Return every line below that contains the string "surface".

____ Stored rows

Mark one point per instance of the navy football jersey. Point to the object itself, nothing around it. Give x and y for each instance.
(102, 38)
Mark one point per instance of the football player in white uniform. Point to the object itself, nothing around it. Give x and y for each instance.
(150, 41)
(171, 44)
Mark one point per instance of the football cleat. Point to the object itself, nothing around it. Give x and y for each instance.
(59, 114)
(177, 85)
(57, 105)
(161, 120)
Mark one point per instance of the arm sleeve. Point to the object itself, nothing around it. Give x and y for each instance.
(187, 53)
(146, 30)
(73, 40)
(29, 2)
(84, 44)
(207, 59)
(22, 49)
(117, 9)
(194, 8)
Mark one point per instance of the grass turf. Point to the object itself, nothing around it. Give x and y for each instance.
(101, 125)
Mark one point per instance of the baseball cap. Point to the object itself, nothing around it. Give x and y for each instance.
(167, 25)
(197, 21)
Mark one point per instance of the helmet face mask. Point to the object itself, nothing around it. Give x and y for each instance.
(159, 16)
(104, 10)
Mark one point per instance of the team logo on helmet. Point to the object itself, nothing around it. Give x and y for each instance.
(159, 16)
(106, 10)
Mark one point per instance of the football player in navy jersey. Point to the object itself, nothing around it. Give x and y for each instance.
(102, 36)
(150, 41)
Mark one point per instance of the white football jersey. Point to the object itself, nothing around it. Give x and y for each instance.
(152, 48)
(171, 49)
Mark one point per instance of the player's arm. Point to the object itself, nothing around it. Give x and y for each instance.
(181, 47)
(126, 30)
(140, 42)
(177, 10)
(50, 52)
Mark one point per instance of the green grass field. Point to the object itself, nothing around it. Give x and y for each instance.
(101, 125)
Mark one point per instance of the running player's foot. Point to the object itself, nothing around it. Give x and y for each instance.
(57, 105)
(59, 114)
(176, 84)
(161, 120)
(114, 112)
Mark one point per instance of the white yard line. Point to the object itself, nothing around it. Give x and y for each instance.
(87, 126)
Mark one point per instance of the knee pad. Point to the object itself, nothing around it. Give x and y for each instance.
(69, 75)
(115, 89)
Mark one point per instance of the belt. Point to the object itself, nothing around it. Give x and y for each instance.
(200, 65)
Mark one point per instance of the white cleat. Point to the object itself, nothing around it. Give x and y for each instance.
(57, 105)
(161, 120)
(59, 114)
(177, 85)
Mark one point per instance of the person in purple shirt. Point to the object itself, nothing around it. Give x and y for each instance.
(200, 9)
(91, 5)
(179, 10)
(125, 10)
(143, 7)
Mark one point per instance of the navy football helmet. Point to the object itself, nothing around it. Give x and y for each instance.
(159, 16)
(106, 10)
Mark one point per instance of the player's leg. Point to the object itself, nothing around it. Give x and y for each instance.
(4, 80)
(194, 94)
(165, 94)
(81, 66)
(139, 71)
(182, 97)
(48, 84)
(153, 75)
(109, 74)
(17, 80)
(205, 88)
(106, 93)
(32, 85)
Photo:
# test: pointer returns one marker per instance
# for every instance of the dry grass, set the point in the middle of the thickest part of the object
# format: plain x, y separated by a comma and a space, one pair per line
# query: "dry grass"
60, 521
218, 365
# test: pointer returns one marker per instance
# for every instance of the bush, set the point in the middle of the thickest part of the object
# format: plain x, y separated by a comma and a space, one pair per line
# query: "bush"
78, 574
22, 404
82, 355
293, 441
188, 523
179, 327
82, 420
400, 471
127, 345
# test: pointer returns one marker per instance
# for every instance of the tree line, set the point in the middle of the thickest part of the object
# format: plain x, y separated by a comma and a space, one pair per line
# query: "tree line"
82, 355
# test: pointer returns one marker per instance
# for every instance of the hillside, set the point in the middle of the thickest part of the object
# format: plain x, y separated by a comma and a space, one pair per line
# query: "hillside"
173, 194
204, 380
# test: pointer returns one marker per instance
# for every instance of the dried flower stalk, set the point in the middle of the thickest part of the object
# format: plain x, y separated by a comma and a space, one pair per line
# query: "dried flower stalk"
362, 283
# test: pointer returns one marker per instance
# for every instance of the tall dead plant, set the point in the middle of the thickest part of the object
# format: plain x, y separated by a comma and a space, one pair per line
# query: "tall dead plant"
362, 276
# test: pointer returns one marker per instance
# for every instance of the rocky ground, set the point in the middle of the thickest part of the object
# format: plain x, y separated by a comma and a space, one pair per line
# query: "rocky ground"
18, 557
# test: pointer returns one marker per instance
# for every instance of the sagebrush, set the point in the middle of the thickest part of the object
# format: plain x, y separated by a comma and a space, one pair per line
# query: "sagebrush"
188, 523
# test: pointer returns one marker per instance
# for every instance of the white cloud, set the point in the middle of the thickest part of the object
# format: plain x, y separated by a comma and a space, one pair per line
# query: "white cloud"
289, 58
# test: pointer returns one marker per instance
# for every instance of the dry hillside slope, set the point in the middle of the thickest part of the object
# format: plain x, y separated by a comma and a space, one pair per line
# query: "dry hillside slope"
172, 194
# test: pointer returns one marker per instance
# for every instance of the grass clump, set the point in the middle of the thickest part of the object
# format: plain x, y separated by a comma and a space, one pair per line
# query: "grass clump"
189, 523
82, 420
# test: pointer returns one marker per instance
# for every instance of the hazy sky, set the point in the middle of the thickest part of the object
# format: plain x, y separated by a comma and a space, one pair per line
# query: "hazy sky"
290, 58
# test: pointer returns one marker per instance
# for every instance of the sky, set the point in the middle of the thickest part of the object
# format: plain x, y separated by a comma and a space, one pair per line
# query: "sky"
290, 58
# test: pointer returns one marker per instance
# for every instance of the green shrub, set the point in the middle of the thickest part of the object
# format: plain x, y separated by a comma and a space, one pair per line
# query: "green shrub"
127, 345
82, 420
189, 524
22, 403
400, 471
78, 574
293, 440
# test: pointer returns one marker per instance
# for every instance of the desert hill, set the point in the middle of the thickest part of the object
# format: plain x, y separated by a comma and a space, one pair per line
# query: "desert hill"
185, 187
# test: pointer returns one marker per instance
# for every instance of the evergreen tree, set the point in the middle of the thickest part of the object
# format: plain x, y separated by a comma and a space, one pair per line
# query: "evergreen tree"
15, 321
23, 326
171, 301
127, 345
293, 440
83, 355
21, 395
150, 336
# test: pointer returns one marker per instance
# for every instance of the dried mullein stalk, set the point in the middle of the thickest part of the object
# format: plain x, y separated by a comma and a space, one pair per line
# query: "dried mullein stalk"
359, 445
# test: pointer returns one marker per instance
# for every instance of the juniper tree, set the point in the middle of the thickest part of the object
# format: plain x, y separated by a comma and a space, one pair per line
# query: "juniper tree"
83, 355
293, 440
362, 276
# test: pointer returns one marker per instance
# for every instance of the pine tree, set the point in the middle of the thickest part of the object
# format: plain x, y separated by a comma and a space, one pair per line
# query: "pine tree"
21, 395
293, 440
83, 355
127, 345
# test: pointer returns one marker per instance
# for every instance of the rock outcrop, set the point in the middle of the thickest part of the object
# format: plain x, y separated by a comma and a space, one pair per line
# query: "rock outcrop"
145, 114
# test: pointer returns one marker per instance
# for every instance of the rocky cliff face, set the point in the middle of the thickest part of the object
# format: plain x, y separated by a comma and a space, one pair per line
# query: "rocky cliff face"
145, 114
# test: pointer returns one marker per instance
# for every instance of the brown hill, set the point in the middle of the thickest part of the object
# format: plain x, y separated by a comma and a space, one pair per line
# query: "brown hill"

________
____ Stored rows

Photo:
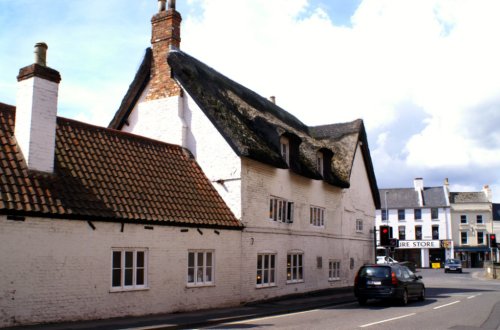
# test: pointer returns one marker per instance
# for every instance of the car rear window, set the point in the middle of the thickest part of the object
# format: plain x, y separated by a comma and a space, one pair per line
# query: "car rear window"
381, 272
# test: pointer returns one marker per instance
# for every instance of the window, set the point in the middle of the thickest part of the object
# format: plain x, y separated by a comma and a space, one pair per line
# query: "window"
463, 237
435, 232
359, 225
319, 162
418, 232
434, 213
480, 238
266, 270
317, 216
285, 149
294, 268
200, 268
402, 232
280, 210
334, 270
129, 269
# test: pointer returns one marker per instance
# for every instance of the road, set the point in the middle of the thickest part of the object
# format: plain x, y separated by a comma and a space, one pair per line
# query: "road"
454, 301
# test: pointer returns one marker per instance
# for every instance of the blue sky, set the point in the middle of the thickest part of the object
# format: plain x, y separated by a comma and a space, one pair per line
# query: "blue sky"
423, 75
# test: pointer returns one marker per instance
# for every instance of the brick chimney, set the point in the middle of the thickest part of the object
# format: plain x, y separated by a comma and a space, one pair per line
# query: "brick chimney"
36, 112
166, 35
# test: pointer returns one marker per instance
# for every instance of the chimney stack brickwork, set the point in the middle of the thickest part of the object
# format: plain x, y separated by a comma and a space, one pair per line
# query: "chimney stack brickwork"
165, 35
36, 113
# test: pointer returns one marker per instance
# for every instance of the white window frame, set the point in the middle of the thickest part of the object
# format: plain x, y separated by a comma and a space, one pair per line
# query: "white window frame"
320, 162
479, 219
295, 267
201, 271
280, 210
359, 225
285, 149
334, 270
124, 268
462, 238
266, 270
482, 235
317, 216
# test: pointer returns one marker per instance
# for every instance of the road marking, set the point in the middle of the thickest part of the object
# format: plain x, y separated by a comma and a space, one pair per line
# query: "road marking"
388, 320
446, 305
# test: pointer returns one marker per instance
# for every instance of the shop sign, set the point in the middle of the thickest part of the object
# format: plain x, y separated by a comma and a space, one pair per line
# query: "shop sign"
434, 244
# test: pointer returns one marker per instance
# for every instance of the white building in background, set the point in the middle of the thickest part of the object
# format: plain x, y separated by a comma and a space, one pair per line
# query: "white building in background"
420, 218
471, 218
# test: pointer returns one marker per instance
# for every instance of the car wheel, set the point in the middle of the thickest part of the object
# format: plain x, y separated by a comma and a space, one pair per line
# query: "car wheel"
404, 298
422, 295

________
____ Stored rows

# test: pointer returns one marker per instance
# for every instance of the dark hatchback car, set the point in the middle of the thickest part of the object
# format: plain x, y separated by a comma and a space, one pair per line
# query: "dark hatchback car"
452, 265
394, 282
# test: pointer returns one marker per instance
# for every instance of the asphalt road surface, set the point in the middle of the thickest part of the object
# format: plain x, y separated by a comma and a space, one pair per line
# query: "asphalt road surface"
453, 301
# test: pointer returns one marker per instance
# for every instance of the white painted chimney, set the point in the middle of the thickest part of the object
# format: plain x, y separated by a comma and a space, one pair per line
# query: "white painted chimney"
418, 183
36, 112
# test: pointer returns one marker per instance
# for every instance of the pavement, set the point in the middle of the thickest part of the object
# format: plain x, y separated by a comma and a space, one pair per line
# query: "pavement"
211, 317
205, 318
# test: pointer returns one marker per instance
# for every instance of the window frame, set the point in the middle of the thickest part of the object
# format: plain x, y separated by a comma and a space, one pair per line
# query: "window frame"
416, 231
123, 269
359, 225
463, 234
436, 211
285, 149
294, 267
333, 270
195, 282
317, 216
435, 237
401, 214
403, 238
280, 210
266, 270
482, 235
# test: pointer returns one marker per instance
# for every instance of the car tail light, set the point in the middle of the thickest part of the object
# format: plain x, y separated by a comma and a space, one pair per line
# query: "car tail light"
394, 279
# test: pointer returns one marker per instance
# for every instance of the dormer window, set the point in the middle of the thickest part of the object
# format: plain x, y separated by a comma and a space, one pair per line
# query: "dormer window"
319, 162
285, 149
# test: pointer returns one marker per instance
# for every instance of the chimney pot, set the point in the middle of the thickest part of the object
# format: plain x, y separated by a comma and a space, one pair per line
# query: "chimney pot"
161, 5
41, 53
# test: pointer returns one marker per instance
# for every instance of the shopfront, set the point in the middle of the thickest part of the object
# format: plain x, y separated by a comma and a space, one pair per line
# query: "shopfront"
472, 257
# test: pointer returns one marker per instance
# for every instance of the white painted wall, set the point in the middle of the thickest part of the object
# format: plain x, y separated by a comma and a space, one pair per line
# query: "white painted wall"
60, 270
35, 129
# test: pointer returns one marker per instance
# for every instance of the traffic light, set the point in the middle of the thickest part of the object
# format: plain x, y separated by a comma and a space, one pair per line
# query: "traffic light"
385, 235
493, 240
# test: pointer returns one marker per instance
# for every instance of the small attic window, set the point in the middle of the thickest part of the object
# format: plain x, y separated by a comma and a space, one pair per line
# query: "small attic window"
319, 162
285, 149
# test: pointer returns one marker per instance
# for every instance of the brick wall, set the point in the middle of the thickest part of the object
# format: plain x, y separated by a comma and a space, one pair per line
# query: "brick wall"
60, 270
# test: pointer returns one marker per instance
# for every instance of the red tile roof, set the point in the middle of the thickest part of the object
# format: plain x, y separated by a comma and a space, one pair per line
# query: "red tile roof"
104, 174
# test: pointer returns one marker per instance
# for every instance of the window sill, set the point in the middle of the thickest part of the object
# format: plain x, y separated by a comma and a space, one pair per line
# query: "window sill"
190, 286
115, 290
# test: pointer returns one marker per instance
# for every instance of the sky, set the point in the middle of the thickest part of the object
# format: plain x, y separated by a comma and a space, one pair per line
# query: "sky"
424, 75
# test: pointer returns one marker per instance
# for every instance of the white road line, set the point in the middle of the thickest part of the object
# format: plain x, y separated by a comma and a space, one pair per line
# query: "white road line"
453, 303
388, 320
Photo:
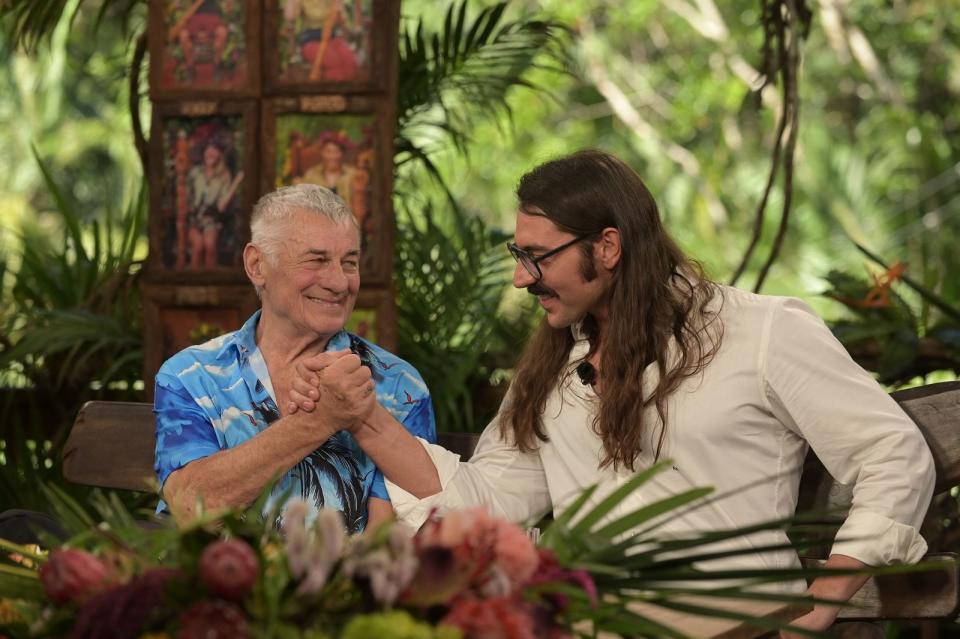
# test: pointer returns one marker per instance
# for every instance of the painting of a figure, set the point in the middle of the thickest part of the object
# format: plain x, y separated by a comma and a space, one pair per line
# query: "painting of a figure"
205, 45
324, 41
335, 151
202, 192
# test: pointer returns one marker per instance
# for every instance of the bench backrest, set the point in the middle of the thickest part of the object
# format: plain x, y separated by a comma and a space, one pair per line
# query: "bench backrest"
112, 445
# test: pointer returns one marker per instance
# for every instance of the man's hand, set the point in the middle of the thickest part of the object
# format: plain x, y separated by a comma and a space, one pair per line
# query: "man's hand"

________

Reply to the task –
# for every instance of the asphalt road surface, set the point in the middle of the thickest part of the object
# query: "asphalt road surface"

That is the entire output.